» WHAT YOU SHOULD DO: Starting at the line with "of the parked", set down each line of the entries below through the last one, exactly as it stands.

[Stored dataset items]
○ ○ ○ ○

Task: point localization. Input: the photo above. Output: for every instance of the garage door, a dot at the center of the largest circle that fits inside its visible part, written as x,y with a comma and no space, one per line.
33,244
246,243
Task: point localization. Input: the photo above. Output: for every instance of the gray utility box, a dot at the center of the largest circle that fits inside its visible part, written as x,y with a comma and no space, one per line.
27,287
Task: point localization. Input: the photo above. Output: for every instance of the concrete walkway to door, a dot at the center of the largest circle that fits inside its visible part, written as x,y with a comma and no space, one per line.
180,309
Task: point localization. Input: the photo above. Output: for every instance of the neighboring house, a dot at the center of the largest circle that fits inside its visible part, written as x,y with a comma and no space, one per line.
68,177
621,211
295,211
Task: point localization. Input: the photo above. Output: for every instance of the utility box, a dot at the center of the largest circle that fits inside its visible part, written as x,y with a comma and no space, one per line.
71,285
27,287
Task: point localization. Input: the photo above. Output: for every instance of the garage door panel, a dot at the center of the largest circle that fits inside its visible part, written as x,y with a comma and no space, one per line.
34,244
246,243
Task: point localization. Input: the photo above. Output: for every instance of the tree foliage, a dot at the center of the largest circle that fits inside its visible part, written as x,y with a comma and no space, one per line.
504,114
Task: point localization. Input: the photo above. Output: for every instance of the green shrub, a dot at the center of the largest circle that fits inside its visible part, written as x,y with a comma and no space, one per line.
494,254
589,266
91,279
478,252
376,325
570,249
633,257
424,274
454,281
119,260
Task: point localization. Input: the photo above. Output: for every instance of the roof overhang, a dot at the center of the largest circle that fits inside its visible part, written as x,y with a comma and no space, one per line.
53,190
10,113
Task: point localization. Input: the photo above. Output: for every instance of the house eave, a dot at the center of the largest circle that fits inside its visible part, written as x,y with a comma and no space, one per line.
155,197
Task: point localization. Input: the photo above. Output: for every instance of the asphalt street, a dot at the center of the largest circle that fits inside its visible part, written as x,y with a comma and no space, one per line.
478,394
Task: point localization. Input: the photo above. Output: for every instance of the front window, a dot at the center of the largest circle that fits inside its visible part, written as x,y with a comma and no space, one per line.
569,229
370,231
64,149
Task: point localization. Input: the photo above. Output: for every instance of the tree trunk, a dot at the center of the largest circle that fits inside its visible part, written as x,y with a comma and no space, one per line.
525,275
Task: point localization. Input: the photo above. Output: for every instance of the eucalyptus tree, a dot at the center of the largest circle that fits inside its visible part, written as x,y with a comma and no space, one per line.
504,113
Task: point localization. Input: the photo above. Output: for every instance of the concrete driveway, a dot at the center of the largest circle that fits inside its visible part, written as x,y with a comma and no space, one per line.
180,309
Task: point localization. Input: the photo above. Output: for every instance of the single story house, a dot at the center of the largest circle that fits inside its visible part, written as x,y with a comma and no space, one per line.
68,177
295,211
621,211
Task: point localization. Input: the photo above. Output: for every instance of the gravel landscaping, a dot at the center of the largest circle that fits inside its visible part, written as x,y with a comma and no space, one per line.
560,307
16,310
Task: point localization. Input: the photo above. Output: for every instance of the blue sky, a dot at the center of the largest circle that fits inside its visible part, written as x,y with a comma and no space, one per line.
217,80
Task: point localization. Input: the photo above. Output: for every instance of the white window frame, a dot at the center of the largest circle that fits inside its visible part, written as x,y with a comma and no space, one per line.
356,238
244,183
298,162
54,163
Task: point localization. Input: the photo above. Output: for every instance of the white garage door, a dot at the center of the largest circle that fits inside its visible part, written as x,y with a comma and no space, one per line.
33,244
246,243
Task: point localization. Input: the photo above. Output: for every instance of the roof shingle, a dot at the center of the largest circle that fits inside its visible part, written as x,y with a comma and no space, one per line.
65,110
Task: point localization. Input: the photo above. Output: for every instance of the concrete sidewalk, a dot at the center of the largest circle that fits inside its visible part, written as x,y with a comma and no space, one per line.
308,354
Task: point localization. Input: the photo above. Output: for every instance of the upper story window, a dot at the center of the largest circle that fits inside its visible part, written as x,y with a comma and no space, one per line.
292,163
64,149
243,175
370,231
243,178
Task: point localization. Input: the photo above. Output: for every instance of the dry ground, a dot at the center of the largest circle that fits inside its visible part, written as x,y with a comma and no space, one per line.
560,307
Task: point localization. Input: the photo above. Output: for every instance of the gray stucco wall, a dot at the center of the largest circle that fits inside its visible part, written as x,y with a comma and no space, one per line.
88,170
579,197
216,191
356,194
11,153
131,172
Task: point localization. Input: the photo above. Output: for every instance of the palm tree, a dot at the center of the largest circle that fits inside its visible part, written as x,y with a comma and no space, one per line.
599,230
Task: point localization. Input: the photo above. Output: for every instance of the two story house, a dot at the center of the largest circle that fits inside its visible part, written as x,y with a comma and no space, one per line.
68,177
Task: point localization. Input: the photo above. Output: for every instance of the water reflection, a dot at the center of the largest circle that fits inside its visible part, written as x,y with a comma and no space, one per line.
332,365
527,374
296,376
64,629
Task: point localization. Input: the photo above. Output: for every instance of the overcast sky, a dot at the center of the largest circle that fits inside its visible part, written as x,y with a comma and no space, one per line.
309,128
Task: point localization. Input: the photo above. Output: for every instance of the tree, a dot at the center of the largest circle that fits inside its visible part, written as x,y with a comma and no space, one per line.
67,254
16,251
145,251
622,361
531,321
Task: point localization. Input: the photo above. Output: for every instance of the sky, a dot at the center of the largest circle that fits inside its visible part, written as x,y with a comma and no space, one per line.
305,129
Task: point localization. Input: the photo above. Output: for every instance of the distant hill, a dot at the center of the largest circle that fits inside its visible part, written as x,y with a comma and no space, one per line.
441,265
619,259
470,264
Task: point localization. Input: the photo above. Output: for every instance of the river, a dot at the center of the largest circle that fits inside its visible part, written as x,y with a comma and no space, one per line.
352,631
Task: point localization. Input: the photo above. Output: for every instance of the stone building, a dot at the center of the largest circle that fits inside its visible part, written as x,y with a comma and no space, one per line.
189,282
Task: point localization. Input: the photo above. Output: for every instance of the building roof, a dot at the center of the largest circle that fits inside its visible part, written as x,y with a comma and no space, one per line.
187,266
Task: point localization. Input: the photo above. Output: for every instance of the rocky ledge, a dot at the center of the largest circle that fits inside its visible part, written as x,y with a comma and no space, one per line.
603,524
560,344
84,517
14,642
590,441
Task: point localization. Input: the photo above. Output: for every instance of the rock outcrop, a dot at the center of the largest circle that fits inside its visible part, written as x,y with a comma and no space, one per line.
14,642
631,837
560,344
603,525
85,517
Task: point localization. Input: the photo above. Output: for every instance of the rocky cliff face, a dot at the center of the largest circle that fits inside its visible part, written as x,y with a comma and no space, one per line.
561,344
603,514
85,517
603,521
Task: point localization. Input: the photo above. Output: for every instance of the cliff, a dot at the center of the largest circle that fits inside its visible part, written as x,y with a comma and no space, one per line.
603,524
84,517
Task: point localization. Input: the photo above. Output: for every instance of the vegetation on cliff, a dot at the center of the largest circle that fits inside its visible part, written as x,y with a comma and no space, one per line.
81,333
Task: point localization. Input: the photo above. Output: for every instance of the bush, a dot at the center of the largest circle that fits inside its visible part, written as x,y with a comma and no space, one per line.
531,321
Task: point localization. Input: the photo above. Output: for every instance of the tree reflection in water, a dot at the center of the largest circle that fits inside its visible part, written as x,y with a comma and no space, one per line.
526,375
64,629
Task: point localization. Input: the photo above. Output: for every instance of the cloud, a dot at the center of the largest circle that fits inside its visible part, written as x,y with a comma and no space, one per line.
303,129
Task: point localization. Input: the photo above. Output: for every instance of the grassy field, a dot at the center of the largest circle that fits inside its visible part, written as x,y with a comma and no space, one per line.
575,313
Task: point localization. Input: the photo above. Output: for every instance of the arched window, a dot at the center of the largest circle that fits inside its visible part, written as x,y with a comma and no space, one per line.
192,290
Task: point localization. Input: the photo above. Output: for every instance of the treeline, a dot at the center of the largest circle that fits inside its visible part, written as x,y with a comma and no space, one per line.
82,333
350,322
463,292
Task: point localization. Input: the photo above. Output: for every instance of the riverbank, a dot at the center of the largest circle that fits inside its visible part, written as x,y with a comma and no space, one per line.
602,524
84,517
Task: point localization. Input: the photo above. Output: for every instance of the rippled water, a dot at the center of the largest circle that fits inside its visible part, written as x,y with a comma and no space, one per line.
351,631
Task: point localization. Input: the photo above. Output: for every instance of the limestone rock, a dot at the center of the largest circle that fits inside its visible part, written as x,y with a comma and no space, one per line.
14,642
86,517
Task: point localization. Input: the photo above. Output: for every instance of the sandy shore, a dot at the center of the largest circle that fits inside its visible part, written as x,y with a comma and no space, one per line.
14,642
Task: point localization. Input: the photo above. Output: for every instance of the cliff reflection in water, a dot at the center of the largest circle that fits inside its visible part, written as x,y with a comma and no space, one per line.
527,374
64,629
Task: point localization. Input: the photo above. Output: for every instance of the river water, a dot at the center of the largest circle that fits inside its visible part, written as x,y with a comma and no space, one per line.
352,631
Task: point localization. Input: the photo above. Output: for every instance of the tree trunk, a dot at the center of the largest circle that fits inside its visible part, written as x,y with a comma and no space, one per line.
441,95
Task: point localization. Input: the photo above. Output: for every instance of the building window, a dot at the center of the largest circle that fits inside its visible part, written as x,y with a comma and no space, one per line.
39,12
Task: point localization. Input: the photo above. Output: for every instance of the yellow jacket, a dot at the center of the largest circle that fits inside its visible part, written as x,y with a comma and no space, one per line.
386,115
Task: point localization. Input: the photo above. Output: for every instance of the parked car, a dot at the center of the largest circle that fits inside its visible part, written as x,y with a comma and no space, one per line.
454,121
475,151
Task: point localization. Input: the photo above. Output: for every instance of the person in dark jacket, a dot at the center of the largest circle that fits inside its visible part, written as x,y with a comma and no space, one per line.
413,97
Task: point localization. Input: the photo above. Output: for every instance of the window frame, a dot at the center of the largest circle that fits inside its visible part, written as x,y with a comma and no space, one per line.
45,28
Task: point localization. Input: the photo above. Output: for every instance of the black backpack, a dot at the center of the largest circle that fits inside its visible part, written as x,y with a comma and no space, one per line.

○ ○ ○ ○

» WRITTEN ANSWER:
Task: point localization. Input: the photo above. Output: for every instance of the parked car, a dot at the center of the largest circle that fits inside its visible part, written as x,y with a comma and no space, one per line.
454,121
475,151
Task: point localization. Input: the photo above. Output: for every instance of the person in dark jacket, a dot at the center of the largest circle that fits inside its visible part, written as x,y with a comma and no space, one per line.
413,97
Task: point localization. Input: the photo above. Output: for every instance of the window frame, a dot at the center of the largest circle that fits inside its visible part, written as x,y with a comma and no space, one per line.
45,28
Task: point localization. Input: the photo above. Output: for every instance of the black backpack, a dot at the center of the largest circle that fits inside its visible part, written as x,y with a comma and no space, one per line.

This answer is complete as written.